158019 (767679), страница 6
Текст из файла (страница 6)
Почему рассматриваемая социально-теоретическая картина современности принимает у Гидденса форму именно критической теории. Теоретически реконструируя модерный тип социальной жизни, он изображает его не как плоский результат "общественного прогресса" — перехода от "общности" к "обществу", — а в виде объемной "диалектической феноменологии повседневности", учитывающей как разложение традиционных взаимосвязей повседневной жизни абстрактными системами, так и рефлексивную ассимиляцию последних самими повседневными практиками. Отличающая модерн универсальная дистанциация не может быть сведена к простому разложению локальных сообществ и замене близости отдаленностью — эти феномены лишь по-новому связываются: действие по-прежнему выполняется в каком-то месте, но артикулируется удаленными обстоятельствами. Переживание близости, принципиально важное для чувства онтологической безопасности, сочетается здесь с пониманием того, что находящееся вблизи скорее "вмещено" в локальный контекст, чем органически выросло в нем. Аналогичным образом применительно к модерну можно говорить о сложном пересечении личностного доверия и безличных социальных связей: экспансия абстрактных систем не ведет к тому, что в условиях модерна люди оказываются в "мире чужаков", хотя отношения между людьми и строятся здесь нетрадиционным образом. Более того, само социальное существование абстрактных систем возможно лишь благодаря личностному доверию, инвестируемому им индивидами. Наконец, экспертное знание, с одной стороны, деквалифицирует "профанов", тогда как с другой — оно активно осваивается и самостоятельно используется последними для своих целей; более того, в условиях отсутствия непререкаемых авторитетов именно "профаны" в конечном счете определяют, "что есть истина". В эту диалектику, характеризующую эпоху модерна, органично вписывается установка критической теории, предстающая как простое теоретическое выражение той амбивалентности, которая и так непосредственно испытывается людьми в их повседневной жизни: в своей негативной составляющей критическая теория представляет собой критику форм социального отчуждения как продуктов экспансии абстрактных систем, а в позитивном плане ориентирует действия по их рефлексивному присвоению людьми во имя личностной самореализации.

ЗАДАНИЕ 1
Преобразуй в таблицу Markdown тот участок записей, что открывается строкой с "Put a point on every instance of the black" и закрывается строкой с "[(137, 372)]". Обе крайние строки включи, пустые пропусти, а столбцы назови «Номер» (порядковый номер строки) и «Строка» (сама строка).

ФРАГМЕНТЫ ЗАПИСЕЙ
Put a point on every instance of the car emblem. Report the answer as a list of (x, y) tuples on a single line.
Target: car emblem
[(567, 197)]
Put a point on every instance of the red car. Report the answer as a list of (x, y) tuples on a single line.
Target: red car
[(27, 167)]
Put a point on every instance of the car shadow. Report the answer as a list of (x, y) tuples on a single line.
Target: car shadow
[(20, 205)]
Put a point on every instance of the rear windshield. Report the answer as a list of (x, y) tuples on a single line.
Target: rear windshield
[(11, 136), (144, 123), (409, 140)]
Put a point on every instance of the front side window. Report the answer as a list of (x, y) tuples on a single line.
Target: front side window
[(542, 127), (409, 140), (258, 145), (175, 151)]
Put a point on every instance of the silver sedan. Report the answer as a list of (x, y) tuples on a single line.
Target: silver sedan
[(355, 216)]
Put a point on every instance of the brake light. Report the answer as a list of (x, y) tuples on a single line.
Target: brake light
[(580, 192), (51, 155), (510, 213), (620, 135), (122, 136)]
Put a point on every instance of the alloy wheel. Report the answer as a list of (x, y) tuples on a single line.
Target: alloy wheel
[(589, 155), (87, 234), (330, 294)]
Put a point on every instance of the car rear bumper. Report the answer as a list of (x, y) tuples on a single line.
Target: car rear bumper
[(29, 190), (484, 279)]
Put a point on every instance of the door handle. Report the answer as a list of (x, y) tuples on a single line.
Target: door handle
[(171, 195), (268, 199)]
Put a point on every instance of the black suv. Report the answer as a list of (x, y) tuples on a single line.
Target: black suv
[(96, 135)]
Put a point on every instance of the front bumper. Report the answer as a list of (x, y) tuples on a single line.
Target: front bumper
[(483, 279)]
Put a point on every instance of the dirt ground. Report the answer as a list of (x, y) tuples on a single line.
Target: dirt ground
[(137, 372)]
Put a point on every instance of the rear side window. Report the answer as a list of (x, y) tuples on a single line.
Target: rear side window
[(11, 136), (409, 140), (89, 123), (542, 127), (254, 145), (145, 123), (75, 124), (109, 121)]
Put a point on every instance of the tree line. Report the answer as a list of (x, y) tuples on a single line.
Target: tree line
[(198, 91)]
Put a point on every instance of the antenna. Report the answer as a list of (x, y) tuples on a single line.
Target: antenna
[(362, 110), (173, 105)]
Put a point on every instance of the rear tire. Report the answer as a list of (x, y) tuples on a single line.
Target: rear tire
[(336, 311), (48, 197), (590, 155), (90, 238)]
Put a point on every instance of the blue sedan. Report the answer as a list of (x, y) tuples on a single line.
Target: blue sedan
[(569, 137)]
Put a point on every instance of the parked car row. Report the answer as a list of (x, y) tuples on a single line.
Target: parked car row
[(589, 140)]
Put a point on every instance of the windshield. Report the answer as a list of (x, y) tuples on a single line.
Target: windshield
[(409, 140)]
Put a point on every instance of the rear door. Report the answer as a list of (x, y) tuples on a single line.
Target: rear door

ЗАДАНИЕ 2
Продолжи текст о критической теории Гидденса, начав сразу после его последнего предложения.

ПИСЬМЕННЫЙ ОТВЕТ 1
| Номер | Строка |
|---|---|
| 1 | Put a point on every instance of the black suv. Report the answer as a list of (x, y) tuples on a single line. |
| 2 | Target: black suv |
| 3 | [(96, 135)] |
| 4 | Put a point on every instance of the front bumper. Report the answer as a list of (x, y) tuples on a single line. |
| 5 | Target: front bumper |
| 6 | [(483, 279)] |
| 7 | Put a point on every instance of the dirt ground. Report the answer as a list of (x, y) tuples on a single line. |
| 8 | Target: dirt ground |
| 9 | [(137, 372)] |

ПИСЬМЕННЫЙ ОТВЕТ 2
Критическая теория позднего модерна, ассимилирующая концептуальные ресурсы общей теории социальной жизни (теории структурирования) и общей концепции модерна, представляет собой своего рода интегральный результат пути теоретического развития, пройденного Гидденсом за четверть века. Единство принципиальных методологических установок, которое сохранялось при всех изменениях тематических приоритетов и понятийных акцентов, а также органическая взаимосвязь всех основных элементов его концепции, по нашему мнению, лишают смысла критический разбор тех или иных отдельно взятых положений, выдвинутых Гидденсом: мы имеем дело с целостной социально-теоретической позицией, развитой в ответ на самые значительные "вызовы времени", с которыми вообще сталкивалась современная социология. Критическое восприятие этой целостной позиции бессмысленно строить в режиме вопроса: прав Гидденс или нет, то есть соответствует ли его концепция действительности? Скорее ее следует рассматривать как весьма поучительный интеллектуальный опыт, из которого можно извлечь ценные уроки, то есть ответы на вопрос: что такое социальная теория сегодня, каковы ее рамочные условия?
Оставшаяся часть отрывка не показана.